- [Text under study]:
>>>>>

1.1. Question of the research

  • How this political-nuclear text differs from another political text
  • Which theory can we apply on the political-nuclear text
  • What are the acceptable strategies that can serve the TT in this kind of texts


2. Methodology

All the theoretical aspects for the political-nuclear texts in this paper will be examined under Holmes frame work that describes what translation studies cover (Holmes: 1995). Depending on the theory approach and guided by the known strategies for prominent scientists.

Pym (2010:5) states that "since all translators are always theorizing, it would be quit wrong separate the theory from the practice of which it is already a part. The best uses of theory are actually in active discussions about different ways of solving translation problems. You can promote that kind of discussion on the basis of translations that students have already done. You will find that, at some points, one group of students will disagree with another group. Get those groups to debate the point, then suggest the appropriate terms and concepts once the students have demonstrated their need for those things. In this way, students come to theories only when they find they need them. Classes on individual theories or paradigms can then build on that practical basis.

The research follows suit this methodology and compares two different points of views with explaining each of them to get a new results that enriching the research.

Figure number 1:

Theories and Strategies Figure 1

2.1. Material and method

This part illustrates the material that was translated, and the method that has been applied which based on theoretical view.

2.1.1. Material

The material that was translated is a collection of papers, speeches, and a book under the name of "supporting Nuclear Non Proliferation and Disarmament (IPU 2012)" related to the inter-parliamentary union and Jordan senate.

2.1.2. Method

The translation was conducted according to a specific strategies and techniques for the political translation, also bearing in mind the specialty of nuclear technical terms, and how to install them in a political text in a natural, acceptable, and understandable way. Also the translator explains the stylistic and cultural issues and trying to adapt these issues in professional and aesthetic method.

2.1.3. Intended reader

The intended readers of this ST are the parliamentarians in the worldwide, who speak English as mother language or second language. In the translated papers TT the intended readers are the Arab parliamentarians in general and the Jordanian parliamentarians in particular.

<<<<<

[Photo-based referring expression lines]
>>>>>

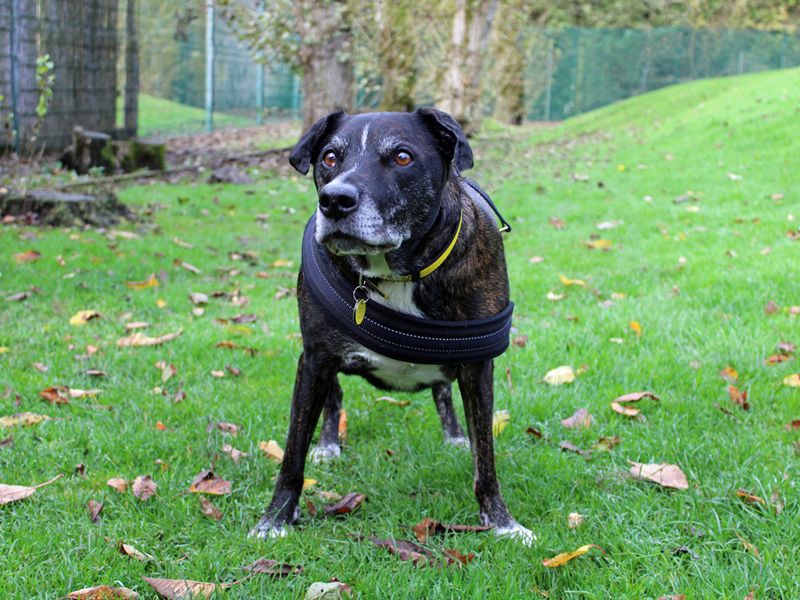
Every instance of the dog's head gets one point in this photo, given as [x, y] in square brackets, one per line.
[379, 176]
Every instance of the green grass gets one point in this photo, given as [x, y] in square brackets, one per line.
[158, 116]
[697, 282]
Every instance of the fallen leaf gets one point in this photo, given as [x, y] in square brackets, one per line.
[28, 256]
[272, 450]
[13, 493]
[271, 567]
[131, 552]
[738, 397]
[139, 339]
[575, 520]
[390, 400]
[729, 374]
[500, 421]
[428, 527]
[209, 510]
[94, 509]
[183, 589]
[792, 380]
[208, 483]
[565, 557]
[144, 487]
[25, 419]
[663, 474]
[103, 592]
[580, 418]
[118, 484]
[346, 505]
[83, 316]
[750, 498]
[141, 285]
[560, 375]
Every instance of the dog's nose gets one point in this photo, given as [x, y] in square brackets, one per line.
[337, 200]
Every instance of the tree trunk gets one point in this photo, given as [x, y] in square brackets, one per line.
[396, 55]
[326, 57]
[472, 24]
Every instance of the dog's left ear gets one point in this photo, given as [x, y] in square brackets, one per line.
[307, 149]
[450, 135]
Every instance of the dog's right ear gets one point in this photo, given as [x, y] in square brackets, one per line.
[307, 149]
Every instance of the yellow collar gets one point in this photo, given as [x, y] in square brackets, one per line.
[434, 265]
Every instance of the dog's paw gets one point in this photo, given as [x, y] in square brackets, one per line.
[459, 441]
[267, 531]
[320, 454]
[516, 532]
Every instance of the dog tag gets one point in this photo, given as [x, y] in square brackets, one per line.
[359, 311]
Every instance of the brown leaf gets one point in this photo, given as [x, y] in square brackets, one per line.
[118, 484]
[131, 552]
[663, 474]
[346, 505]
[94, 508]
[144, 487]
[428, 527]
[13, 493]
[581, 418]
[103, 592]
[570, 447]
[750, 498]
[273, 568]
[729, 374]
[272, 450]
[565, 557]
[139, 339]
[209, 510]
[738, 397]
[183, 589]
[55, 395]
[208, 483]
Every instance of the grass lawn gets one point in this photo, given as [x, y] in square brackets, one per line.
[695, 276]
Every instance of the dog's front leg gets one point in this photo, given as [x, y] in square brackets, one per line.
[477, 391]
[312, 384]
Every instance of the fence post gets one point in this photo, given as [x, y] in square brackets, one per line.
[14, 58]
[209, 65]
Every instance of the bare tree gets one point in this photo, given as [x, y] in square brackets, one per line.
[462, 86]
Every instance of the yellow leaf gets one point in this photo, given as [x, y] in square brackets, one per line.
[272, 450]
[565, 557]
[141, 285]
[500, 421]
[560, 375]
[568, 281]
[83, 316]
[792, 380]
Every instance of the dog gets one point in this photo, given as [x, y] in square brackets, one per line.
[416, 244]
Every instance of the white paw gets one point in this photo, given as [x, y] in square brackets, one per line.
[320, 454]
[459, 441]
[516, 532]
[265, 531]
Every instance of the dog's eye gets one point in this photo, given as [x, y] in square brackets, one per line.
[403, 158]
[329, 159]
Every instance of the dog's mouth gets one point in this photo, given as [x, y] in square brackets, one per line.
[343, 244]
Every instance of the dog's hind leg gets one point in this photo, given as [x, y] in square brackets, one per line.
[443, 397]
[312, 384]
[476, 385]
[328, 446]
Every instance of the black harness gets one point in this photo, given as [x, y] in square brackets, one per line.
[395, 334]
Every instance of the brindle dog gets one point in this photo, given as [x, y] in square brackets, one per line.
[390, 200]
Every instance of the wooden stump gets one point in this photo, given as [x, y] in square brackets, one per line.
[58, 209]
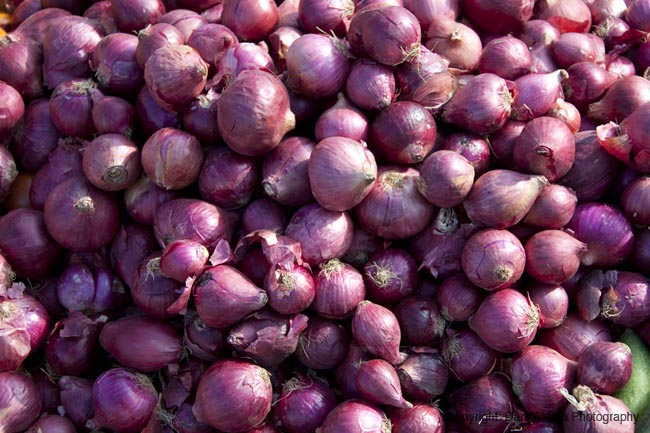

<<<<<

- [Tasks for this exercise]:
1. Answer these questions from the translation research text.
(a) Whose framework is used to examine the theoretical aspects of the political-nuclear texts?
(b) What name does the translated book carry?
(c) Who are the intended readers of the translated papers?
2. Translate this sentence from the translation research text into Spanish: "The best uses of theory are actually in active discussions about different ways of solving translation problems."
3. Write a continuation of the translation research text, starting after its final sentence.
The lines are separate from the translation research text and are a different body of material.

- [Results in order]:
1.
(a) Holmes's framework (Holmes: 1995).
(b) "supporting Nuclear Non Proliferation and Disarmament (IPU 2012)".
(c) Arab parliamentarians in general and Jordanian parliamentarians in particular.

2. Los mejores usos de la teoría están, en realidad, en los debates activos sobre las distintas maneras de resolver los problemas de traducción.

3.
3. The theoretical background

3.1. Partial theoretical study:

Munday (2008:10) states that partial theoretical study concerns with establishing general principles to explain and predict such phenomena according to. Here in our research the discussion will be partial, due the specific issue that we are tackle. After examining the theories of translation we should answer the question of what is the appropriate translation theory that we can apply on our text.

3.1.1. The first theory examined here in the paper is the linguistic theory, the most proponents of these theories are: Nida, Roger Bell, Catford. According to As Safi (2007:25) the linguistic theory views translation as simply a question of replacing the linguistic units of ST (source text) with equivalent TL units without reference to factors such as context or connotation. Also Nida and Taber, (1969:134) in (As Safi 2007:24) state that is only a linguistic translation that can be considered "faithful" because it "is one which only contains elements which can be directly derived from the ST wording, avoiding any kind of explanatory interpolation or cultural adjustment. On the other hand, Yang,(2012) in (Sanatifar 2015:131) explains that while in Nida's theory attention is on equivalence of meaning and style, in his concept of political equivalence there is an emphasis on the equivalence of political connotations (accuracy, faithfulness, acceptability and dynamicity).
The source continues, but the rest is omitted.